■ Source extract
__________________________________________________
Personally, I think that is sufficiently covered by

Every column definition must specify a datatype for that column. The freedom to specify a column without a datatype is removed.

But feel free to keep putting your case to the devs.

(16) By anonymous on 2025-06-19 21:38:25 in reply to 15 [link] [source]

But feel free to keep putting your case to the devs.

Is it really the devs that manage the documentation? The two are completely different skill sets, and I have rarely found someone skilled in both.

Regardless, that was in the first post, and they can act on it or not.

But why just that one?

Because this is the only constraint where a datatype is involved in the same statement as the constraint definition itself, and in fact is implied in the vast majority of actual code using it, even if posters here pull out application-defined deterministic functions (those must be very commonly used in generated columns!) to illustrate how dare I request a documentation change.

Generated columns are already special in the very way that strict tables differ from non-strict tables. Treating them specially is appropriate in that context.

Including the railroad diagram you posted would be an improvement to the current documentation, and would have saved me frustration. Is that included on some other page, and I missed it, or did you generate it just to illustrate a point that I already understood from the first time you said it? I made suggestions in the original post because it is rude to complain about a problem without also suggesting a fix, if one is capable of doing so, which can then be evaluated, discussed, changed, and improved. I regret posting at all now and, with a rapidly evaporating sense of obligation to follow-through on discussion that I started, will bow out. You win!
__________________________________________________
■ What is asked
In the forum post, what reason does the poster give for including suggestions in the original post?

Detection annotation records:
__________________________________________________
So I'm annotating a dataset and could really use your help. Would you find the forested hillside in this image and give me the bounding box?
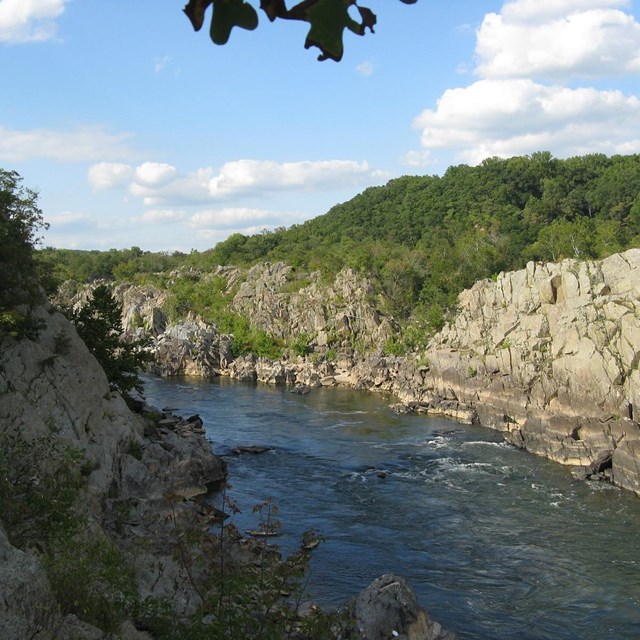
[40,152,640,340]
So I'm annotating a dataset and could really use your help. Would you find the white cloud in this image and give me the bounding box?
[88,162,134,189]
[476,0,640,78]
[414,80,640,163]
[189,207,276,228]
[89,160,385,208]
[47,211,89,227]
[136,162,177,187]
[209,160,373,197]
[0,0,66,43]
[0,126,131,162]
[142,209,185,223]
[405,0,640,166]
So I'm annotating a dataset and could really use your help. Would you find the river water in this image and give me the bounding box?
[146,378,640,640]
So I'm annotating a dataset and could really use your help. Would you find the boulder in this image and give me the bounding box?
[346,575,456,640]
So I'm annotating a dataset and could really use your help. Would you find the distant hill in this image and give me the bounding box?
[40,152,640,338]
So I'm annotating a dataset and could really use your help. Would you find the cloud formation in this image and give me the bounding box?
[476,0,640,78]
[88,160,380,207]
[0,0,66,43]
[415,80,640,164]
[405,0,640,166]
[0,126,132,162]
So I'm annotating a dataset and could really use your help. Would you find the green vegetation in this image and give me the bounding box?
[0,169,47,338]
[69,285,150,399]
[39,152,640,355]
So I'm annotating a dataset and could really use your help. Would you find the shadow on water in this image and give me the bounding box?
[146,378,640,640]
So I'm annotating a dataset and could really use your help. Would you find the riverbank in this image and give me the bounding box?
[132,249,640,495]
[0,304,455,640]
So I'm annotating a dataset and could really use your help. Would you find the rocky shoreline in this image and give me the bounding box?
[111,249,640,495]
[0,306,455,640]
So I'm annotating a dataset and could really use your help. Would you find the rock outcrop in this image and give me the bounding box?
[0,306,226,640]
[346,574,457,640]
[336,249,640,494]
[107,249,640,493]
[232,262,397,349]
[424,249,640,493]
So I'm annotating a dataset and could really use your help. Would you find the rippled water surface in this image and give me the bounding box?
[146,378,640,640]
__________________________________________________
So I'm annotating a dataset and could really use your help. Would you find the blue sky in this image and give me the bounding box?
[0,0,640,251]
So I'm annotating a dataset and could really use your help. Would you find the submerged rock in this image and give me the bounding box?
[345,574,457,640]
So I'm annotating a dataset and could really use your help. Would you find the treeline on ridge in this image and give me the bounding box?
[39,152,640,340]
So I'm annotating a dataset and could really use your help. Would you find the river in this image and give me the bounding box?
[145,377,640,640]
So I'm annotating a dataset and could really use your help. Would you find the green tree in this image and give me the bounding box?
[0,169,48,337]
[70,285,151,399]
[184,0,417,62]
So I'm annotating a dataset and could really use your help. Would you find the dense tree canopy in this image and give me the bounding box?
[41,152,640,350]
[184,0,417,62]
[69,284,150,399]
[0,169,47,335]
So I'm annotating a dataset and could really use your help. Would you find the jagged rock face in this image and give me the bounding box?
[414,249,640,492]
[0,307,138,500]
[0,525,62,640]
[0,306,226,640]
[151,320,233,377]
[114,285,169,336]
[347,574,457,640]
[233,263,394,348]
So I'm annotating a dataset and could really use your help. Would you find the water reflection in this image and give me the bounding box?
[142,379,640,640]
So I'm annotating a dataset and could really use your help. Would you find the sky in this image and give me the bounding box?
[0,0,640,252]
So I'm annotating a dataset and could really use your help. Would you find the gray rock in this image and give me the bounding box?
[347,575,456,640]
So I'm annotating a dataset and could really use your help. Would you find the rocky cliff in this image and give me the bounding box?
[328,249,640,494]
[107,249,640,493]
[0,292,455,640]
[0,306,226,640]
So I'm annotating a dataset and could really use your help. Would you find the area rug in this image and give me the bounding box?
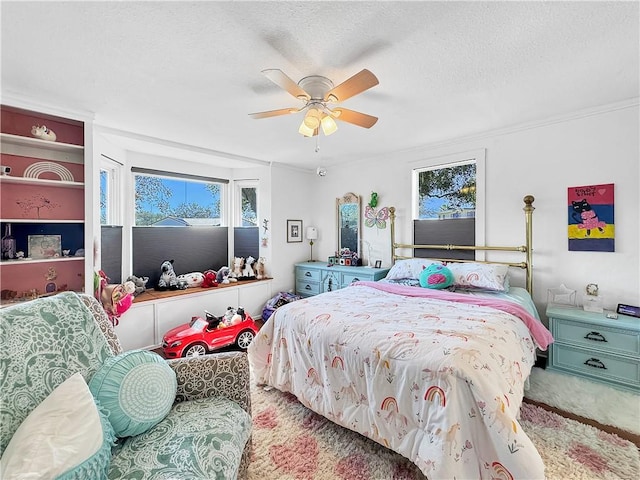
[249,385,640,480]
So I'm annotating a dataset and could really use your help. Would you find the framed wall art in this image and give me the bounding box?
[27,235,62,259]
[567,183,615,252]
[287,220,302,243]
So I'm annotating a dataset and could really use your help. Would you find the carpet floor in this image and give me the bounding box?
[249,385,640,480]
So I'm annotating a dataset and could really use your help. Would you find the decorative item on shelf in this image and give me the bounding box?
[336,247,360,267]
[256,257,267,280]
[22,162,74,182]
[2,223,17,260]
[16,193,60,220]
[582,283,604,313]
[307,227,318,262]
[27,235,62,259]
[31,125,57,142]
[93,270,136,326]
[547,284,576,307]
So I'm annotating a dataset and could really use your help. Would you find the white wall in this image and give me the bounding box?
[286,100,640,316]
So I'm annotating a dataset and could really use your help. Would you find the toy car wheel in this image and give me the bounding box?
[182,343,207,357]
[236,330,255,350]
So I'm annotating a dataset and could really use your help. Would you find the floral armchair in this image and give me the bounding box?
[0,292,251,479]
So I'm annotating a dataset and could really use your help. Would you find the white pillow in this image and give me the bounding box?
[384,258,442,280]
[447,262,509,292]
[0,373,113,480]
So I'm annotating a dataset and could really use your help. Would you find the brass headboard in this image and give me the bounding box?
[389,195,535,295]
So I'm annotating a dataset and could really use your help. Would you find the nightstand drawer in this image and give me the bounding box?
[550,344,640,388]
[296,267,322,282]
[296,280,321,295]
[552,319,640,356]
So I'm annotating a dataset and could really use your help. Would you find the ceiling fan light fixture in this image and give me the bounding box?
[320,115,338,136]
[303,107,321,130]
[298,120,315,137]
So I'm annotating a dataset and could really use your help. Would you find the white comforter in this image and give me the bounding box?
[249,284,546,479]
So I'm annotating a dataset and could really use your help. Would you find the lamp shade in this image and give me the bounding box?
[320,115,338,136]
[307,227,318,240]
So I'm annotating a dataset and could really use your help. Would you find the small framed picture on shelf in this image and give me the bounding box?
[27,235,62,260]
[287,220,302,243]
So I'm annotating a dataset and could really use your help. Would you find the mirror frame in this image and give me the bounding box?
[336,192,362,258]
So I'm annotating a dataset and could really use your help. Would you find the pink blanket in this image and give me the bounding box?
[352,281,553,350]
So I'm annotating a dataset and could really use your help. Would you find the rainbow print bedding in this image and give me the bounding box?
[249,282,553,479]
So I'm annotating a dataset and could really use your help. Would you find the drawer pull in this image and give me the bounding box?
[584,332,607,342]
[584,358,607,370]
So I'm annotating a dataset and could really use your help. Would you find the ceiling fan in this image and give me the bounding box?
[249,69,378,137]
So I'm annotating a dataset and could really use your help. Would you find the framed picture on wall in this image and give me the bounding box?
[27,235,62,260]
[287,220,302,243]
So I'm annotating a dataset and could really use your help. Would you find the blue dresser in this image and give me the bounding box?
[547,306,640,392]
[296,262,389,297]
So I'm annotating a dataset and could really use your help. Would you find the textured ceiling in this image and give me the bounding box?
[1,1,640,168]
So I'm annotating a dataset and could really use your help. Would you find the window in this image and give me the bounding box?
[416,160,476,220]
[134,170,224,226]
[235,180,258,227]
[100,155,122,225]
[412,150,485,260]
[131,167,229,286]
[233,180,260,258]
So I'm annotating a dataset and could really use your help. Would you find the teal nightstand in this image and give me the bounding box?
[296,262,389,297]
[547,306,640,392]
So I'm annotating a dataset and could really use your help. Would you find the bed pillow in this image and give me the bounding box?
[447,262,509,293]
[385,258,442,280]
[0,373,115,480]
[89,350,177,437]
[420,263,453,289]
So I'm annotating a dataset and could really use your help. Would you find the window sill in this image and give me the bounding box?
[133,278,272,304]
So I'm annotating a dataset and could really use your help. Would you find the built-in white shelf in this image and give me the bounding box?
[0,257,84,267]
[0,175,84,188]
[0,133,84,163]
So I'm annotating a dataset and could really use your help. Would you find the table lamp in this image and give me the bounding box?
__________________________________________________
■ Output below
It is rude to complain about a problem without also suggesting a fix, if one is capable of doing so.